(Stored dataset items)
Segment Open

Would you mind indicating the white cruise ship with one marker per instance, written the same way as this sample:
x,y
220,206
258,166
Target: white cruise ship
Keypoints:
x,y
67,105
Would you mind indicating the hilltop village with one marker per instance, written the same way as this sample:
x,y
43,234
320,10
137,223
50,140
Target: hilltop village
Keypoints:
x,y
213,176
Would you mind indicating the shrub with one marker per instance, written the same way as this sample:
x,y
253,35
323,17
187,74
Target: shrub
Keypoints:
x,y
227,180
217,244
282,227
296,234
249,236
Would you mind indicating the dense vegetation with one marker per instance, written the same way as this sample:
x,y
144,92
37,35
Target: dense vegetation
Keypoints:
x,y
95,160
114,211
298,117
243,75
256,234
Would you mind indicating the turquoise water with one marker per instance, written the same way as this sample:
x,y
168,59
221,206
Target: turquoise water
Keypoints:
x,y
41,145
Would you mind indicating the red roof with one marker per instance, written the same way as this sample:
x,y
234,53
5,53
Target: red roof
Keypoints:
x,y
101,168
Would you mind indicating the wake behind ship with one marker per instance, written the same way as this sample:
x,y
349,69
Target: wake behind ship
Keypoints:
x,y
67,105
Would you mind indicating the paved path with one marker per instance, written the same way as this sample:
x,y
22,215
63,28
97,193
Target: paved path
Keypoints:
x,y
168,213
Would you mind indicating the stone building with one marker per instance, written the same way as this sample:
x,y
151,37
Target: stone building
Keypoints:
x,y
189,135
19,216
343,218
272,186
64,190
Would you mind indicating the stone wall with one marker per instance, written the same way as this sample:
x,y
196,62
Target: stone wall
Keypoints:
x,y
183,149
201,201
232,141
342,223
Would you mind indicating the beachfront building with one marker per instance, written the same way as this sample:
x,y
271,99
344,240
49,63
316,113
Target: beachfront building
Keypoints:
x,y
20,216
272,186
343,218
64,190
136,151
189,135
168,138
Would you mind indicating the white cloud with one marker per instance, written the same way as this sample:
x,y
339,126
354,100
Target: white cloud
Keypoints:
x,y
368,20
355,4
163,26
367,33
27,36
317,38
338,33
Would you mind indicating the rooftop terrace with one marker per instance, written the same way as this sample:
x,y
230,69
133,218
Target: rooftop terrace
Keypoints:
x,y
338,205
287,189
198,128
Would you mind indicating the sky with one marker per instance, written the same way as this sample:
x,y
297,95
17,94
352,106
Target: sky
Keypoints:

Segment Closed

- _Goal of the exercise_
Every line in the records above that contains the word "paved" should be copied out.

- _Exercise output_
Would you mind indicating the paved path with one marker per instance, written the same way as this sample:
Target: paved path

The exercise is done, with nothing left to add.